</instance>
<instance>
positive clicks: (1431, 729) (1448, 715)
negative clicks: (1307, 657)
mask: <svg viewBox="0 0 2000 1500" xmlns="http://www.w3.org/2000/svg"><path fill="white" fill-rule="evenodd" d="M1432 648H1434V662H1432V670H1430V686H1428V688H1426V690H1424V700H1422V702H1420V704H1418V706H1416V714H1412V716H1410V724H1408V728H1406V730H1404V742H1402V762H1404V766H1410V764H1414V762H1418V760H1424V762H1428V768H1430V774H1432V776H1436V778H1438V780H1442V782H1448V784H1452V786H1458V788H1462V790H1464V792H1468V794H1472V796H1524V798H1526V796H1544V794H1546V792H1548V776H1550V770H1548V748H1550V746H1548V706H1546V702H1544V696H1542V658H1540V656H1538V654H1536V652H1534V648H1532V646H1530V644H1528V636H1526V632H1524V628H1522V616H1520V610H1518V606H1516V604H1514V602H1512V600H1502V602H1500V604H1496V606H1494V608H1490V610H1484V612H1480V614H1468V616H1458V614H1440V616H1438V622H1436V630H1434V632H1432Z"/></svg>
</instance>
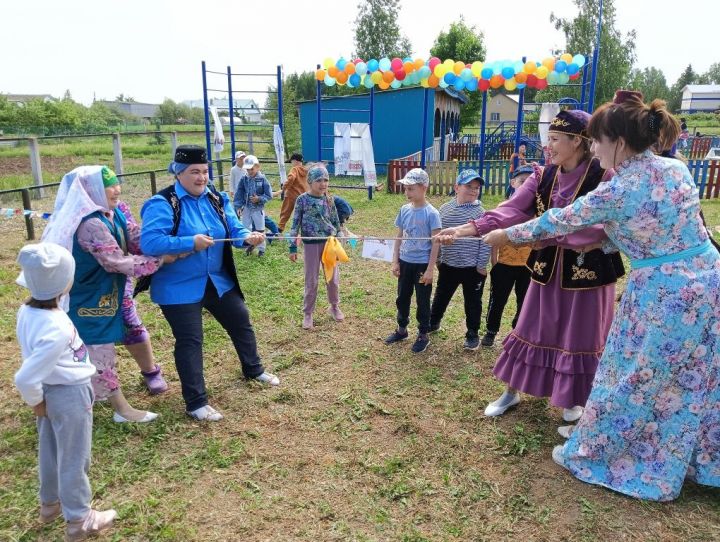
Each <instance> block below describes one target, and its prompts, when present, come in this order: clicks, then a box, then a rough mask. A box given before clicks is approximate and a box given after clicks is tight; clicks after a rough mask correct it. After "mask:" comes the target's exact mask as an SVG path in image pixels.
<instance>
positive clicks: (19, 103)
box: [0, 94, 55, 105]
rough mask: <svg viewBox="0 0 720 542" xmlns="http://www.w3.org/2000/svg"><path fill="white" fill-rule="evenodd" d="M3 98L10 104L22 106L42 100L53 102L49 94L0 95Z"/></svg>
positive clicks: (52, 99) (54, 98)
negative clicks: (36, 101)
mask: <svg viewBox="0 0 720 542" xmlns="http://www.w3.org/2000/svg"><path fill="white" fill-rule="evenodd" d="M0 96H2V97H3V98H6V99H7V101H8V102H10V103H16V104H21V105H24V104H26V103H27V102H29V101H30V100H42V101H43V102H49V101H51V100H54V99H55V98H53V97H52V96H51V95H50V94H0Z"/></svg>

———

WORK TASK »
The answer is a single number: how many lines in the data above hold the string "rough".

FINISHED EXERCISE »
2